**WHAT THIS TASK INVOLVES**
Extract each line below that contains the string "tower".

Detection examples
%%

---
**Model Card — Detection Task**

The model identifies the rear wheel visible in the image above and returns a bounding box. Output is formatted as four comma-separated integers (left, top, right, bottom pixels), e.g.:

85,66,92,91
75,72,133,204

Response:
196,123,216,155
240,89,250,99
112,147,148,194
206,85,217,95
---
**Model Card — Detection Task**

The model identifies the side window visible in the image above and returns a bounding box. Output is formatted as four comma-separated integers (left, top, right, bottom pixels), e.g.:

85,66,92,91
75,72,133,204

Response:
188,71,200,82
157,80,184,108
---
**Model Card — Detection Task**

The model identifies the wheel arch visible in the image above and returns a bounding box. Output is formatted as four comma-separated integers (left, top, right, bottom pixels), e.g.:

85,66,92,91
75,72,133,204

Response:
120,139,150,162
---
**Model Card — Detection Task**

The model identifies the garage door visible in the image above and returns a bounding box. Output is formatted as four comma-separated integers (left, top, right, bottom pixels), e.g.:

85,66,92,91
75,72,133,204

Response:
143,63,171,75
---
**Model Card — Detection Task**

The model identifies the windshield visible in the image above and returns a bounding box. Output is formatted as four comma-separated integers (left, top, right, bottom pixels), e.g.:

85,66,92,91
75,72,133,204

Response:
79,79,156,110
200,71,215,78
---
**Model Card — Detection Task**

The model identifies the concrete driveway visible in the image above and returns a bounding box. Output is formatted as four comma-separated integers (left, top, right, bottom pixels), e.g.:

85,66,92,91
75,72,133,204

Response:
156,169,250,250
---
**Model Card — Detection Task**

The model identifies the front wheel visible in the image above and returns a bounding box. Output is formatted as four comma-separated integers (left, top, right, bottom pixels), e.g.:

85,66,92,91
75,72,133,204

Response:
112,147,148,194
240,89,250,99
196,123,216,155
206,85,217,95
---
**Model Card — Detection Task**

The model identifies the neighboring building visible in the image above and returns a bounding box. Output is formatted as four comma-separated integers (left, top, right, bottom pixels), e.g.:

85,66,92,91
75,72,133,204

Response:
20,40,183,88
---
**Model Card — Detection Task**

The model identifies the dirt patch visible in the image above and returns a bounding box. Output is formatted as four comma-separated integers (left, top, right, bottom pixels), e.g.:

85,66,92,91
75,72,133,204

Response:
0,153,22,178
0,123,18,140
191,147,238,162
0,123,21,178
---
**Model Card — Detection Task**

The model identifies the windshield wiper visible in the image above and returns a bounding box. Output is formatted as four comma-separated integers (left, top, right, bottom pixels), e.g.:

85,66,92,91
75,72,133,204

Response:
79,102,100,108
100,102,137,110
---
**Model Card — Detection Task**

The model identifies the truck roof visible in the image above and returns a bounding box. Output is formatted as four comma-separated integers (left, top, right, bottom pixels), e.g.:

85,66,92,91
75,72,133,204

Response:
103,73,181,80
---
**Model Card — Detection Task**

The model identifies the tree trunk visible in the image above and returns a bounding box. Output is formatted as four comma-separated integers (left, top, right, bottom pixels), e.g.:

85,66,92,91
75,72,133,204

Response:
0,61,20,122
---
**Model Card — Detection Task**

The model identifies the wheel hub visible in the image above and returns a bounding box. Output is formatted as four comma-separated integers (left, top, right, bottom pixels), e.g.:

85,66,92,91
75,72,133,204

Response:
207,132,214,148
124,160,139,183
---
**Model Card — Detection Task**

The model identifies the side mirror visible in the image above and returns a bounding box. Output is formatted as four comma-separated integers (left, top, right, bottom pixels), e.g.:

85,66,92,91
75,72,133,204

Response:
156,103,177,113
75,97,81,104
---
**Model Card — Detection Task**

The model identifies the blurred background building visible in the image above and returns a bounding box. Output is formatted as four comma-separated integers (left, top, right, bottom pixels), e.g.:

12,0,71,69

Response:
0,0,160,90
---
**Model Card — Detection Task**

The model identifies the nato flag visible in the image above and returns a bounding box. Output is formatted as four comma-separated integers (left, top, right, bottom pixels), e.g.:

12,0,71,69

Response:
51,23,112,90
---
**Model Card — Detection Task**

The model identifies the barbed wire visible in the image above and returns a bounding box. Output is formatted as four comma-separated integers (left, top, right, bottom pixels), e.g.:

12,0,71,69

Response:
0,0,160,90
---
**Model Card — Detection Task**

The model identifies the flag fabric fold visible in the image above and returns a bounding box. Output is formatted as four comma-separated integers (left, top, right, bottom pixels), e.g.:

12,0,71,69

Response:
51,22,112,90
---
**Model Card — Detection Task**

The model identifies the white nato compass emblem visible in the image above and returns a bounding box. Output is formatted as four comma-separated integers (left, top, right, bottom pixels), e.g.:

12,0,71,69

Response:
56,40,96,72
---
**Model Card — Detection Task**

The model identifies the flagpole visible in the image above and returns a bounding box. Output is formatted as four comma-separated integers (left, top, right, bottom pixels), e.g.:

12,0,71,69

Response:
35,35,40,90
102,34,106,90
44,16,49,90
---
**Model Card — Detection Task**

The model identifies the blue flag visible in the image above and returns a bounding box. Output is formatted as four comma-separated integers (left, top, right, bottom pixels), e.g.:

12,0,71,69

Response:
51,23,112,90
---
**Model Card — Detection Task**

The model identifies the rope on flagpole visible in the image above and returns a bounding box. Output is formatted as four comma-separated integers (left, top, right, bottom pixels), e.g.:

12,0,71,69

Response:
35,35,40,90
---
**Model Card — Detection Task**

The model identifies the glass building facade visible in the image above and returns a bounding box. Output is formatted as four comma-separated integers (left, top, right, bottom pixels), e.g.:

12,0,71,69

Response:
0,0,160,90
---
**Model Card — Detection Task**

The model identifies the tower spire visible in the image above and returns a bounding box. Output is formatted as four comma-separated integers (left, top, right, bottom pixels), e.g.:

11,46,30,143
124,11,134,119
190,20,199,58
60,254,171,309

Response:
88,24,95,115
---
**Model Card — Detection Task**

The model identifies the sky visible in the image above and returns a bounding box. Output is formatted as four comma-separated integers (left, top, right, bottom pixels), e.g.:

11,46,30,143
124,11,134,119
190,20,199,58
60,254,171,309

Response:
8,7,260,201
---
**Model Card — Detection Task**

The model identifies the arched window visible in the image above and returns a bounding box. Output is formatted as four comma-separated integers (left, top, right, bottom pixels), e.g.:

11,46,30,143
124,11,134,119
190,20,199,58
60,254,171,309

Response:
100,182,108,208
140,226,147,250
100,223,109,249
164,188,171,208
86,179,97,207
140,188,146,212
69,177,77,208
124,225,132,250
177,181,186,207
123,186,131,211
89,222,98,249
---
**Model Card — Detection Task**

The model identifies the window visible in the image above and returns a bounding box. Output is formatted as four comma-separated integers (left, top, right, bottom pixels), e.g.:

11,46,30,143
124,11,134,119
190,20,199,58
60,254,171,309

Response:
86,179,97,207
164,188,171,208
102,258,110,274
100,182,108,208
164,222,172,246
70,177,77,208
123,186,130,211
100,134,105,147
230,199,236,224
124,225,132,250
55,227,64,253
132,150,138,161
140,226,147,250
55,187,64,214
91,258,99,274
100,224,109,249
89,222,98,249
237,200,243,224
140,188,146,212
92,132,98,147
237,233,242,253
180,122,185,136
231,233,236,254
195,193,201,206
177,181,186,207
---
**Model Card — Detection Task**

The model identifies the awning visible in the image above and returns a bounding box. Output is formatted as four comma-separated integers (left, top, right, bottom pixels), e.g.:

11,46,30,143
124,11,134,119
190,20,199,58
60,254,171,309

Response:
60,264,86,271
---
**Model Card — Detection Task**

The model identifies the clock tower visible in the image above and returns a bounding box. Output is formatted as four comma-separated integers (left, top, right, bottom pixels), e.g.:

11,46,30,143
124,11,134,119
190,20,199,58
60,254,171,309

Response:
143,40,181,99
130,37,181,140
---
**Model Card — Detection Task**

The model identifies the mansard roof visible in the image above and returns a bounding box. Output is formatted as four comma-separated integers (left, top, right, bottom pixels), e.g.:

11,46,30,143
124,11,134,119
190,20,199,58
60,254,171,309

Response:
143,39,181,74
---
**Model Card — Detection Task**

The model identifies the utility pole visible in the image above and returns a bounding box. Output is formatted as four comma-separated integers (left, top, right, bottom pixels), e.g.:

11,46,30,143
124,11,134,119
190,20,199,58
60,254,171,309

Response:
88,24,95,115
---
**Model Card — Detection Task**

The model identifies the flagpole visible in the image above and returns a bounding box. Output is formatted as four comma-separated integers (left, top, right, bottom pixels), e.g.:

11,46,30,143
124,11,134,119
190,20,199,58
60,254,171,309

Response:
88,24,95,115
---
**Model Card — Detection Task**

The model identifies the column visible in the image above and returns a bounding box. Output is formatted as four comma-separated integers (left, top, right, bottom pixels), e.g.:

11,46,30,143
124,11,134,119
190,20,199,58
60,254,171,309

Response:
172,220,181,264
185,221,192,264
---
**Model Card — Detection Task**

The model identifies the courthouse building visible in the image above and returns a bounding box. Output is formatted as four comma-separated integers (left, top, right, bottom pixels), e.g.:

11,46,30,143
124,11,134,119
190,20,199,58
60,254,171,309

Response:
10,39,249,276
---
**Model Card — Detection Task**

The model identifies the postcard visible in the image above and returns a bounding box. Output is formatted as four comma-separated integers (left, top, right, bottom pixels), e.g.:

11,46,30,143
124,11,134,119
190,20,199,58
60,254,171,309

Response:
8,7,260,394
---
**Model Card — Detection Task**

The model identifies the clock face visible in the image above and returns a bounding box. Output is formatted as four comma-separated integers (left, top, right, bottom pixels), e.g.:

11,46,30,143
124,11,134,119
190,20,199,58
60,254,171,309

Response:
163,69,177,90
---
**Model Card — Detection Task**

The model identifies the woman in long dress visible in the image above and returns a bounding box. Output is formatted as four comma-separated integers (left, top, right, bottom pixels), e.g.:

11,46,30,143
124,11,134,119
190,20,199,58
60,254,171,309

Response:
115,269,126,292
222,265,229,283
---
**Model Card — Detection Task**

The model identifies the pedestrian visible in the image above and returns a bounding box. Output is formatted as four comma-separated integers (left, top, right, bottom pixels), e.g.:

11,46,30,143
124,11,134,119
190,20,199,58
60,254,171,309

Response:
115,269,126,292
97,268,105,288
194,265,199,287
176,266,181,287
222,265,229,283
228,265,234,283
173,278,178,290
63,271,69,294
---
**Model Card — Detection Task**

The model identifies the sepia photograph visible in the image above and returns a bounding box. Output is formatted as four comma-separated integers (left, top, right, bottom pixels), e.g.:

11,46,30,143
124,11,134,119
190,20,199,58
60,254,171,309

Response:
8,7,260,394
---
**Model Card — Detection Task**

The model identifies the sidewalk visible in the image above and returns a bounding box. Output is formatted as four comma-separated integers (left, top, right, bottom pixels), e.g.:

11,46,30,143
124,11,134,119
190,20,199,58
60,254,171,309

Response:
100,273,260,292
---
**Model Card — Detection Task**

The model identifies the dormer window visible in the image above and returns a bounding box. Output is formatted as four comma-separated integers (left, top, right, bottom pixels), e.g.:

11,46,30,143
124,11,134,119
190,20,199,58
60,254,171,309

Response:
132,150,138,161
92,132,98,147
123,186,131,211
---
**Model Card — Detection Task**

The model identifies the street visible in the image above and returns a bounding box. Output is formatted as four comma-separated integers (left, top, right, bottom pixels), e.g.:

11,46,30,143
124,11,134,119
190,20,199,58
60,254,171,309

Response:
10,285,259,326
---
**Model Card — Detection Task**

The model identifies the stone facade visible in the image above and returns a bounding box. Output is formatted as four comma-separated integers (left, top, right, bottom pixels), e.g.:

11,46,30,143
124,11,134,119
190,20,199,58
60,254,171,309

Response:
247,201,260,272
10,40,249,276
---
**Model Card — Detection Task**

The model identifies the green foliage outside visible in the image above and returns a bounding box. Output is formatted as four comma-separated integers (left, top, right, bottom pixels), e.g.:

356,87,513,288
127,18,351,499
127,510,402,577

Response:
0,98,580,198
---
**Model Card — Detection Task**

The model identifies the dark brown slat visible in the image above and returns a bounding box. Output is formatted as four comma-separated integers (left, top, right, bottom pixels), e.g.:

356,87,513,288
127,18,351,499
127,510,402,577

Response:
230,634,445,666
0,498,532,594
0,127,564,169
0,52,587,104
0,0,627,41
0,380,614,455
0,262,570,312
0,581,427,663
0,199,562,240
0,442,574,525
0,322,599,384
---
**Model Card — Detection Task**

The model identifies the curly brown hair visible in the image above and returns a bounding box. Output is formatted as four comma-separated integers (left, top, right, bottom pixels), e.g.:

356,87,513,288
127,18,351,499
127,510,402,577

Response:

%%

**ANSWER TO THIS TASK**
The model identifies the tower spire visible in the image above and returns a bounding box. Output is formatted as four comma-separated integers (left, top, right, bottom pixels), e.g.:
The model identifies the clock tower visible in the image above and returns a bounding box. Output is formatted as four comma-separated integers (left, top, right, bottom pixels), e.g.:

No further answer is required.